Task requirements:
Rewrite every line below in full, shifting each bounding-box coordinate in the answers up by 92 and leaving all other text unchanged.

———

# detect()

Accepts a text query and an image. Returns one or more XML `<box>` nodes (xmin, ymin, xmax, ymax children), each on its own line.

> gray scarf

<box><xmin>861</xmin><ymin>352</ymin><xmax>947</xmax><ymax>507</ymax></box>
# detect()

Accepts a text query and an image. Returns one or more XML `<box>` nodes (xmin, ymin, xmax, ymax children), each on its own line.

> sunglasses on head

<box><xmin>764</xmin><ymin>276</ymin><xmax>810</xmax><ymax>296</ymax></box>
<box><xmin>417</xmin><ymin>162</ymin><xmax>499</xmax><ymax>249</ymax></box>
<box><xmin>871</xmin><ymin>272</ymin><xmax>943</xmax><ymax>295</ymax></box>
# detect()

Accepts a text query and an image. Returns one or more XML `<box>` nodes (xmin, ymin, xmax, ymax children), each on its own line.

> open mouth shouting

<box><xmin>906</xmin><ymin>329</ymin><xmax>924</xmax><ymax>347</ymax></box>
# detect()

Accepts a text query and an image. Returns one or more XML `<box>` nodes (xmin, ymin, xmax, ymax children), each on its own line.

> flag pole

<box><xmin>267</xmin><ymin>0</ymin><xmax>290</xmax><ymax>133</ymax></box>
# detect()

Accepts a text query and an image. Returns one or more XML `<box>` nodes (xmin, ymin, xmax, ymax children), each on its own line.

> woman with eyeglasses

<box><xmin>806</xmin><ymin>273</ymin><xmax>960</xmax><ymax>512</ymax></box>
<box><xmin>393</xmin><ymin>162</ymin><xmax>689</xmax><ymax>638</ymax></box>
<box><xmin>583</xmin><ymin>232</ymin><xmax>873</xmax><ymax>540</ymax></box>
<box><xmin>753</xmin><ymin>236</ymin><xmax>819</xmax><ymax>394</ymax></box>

———

Solution for this task:
# detect()

Accepts a text query and an image. Returns one or more XML `<box>` nodes (xmin, ymin, xmax, ymax children), each on its own line.

> gray scarf

<box><xmin>953</xmin><ymin>444</ymin><xmax>1039</xmax><ymax>599</ymax></box>
# detect()

Accepts a text query and an image. Returns one or more XML `<box>` nodes (xmin, ymin, xmax, ymax children), each on its own line.

> sunglasses on head

<box><xmin>856</xmin><ymin>368</ymin><xmax>902</xmax><ymax>388</ymax></box>
<box><xmin>509</xmin><ymin>254</ymin><xmax>591</xmax><ymax>341</ymax></box>
<box><xmin>963</xmin><ymin>364</ymin><xmax>1035</xmax><ymax>387</ymax></box>
# detect()

Accepts a text query and an image. Returns one or more XML `<box>` nodes (xmin, ymin, xmax, ymax children), each on its own line.

> open mouth shouting

<box><xmin>998</xmin><ymin>421</ymin><xmax>1016</xmax><ymax>439</ymax></box>
# detect()

Accepts a text query and an image. Returns one or more XML `<box>` nodes (xmin, ymin, xmax, ymax children), each on its own line.

> flag pole

<box><xmin>359</xmin><ymin>92</ymin><xmax>382</xmax><ymax>225</ymax></box>
# detect()

Accepts a text query and an image. Returns one or more XML `<box>` nodes (xmin, ymin, xmax, ymax children), each on its own line.

> woman with eyeglasses

<box><xmin>898</xmin><ymin>365</ymin><xmax>1052</xmax><ymax>604</ymax></box>
<box><xmin>485</xmin><ymin>254</ymin><xmax>781</xmax><ymax>730</ymax></box>
<box><xmin>675</xmin><ymin>324</ymin><xmax>965</xmax><ymax>632</ymax></box>
<box><xmin>845</xmin><ymin>328</ymin><xmax>911</xmax><ymax>486</ymax></box>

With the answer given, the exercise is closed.